■ What needs to be done: Convert every line of the entries below into a numbered list, dropping any blank lines. Omit the picture placeholders from your answer.

Point placement entries:
[BEGIN]

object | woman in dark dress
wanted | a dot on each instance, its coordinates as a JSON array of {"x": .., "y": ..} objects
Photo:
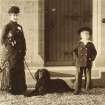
[{"x": 15, "y": 49}]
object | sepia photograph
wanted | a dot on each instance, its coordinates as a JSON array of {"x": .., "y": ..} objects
[{"x": 52, "y": 52}]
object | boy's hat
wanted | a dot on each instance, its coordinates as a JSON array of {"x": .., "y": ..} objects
[
  {"x": 14, "y": 9},
  {"x": 85, "y": 29}
]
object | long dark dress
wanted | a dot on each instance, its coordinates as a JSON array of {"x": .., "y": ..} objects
[{"x": 14, "y": 42}]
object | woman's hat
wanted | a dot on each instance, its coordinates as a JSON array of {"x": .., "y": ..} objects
[{"x": 14, "y": 9}]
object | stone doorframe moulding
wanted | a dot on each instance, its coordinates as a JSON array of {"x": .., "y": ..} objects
[{"x": 96, "y": 26}]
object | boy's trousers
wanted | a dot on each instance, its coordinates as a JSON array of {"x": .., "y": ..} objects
[{"x": 79, "y": 74}]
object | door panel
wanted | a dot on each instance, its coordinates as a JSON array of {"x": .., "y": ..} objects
[{"x": 63, "y": 18}]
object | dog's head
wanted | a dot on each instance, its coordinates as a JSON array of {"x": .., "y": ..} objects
[{"x": 42, "y": 74}]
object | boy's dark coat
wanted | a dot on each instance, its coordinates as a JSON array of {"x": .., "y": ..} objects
[{"x": 84, "y": 55}]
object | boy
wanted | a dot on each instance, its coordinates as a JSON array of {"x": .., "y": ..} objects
[
  {"x": 85, "y": 53},
  {"x": 14, "y": 42}
]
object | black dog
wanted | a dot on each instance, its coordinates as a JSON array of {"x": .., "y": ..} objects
[{"x": 46, "y": 85}]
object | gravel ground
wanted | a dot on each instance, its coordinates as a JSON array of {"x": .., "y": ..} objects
[{"x": 96, "y": 97}]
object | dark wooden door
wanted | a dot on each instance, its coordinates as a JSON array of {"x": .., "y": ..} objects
[{"x": 63, "y": 18}]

[END]

■ Full solution:
1. object | woman in dark dress
2. wanted | a dot on each instance, its coordinates as a JSON array of {"x": .., "y": ..} objects
3. Photo:
4. [{"x": 15, "y": 49}]
5. object | sepia photograph
6. wanted | a dot on each instance, its coordinates as a JSON array of {"x": .., "y": ..} objects
7. [{"x": 52, "y": 52}]
8. object | boy's hat
9. wanted | a dot on each instance, its coordinates as a JSON array of {"x": .., "y": ..} objects
10. [
11.   {"x": 14, "y": 9},
12.   {"x": 85, "y": 29}
13. ]
14. object | long dark dress
15. wanted | a dot on each instance, its coordinates as a JSON array of {"x": .., "y": ..} objects
16. [{"x": 14, "y": 42}]
17. object | woman's hat
18. wanted | a dot on each instance, its coordinates as a JSON array of {"x": .., "y": ..} objects
19. [{"x": 14, "y": 9}]
20. object | stone doorframe moulding
21. wanted | a dot on each instance, its coordinates as a JSON array of {"x": .., "y": ..} objects
22. [{"x": 96, "y": 26}]
23. object | boy's trousers
24. wanted | a dot on each instance, its coordinates as a JSON array of {"x": .., "y": ..} objects
25. [{"x": 79, "y": 74}]
26. object | door panel
27. wanted | a dot on each instance, its coordinates as a JSON array of {"x": .., "y": ..} objects
28. [{"x": 63, "y": 18}]
29. object | dog's head
30. wanted | a dot on each instance, its coordinates as a JSON array of {"x": .., "y": ..} objects
31. [{"x": 42, "y": 74}]
32. object | boy's dark coat
33. wanted | a dot on each instance, its coordinates as a JSON array of {"x": .., "y": ..} objects
34. [{"x": 84, "y": 55}]
35. object | boy
36. wanted | a dot on each instance, its coordinates as a JSON array of {"x": .., "y": ..} objects
37. [
38.   {"x": 85, "y": 53},
39.   {"x": 14, "y": 42}
40. ]
41. object | black dog
42. wanted | a dot on each instance, its coordinates as a JSON array of {"x": .., "y": ..} objects
43. [{"x": 46, "y": 85}]
44. object | gravel ground
45. wanted | a dot on each instance, its coordinates as a JSON array of {"x": .., "y": ..} objects
46. [{"x": 96, "y": 97}]
47. object | dark wooden door
48. wanted | a dot on each instance, its coordinates as a JSON array of {"x": .., "y": ..} objects
49. [{"x": 63, "y": 18}]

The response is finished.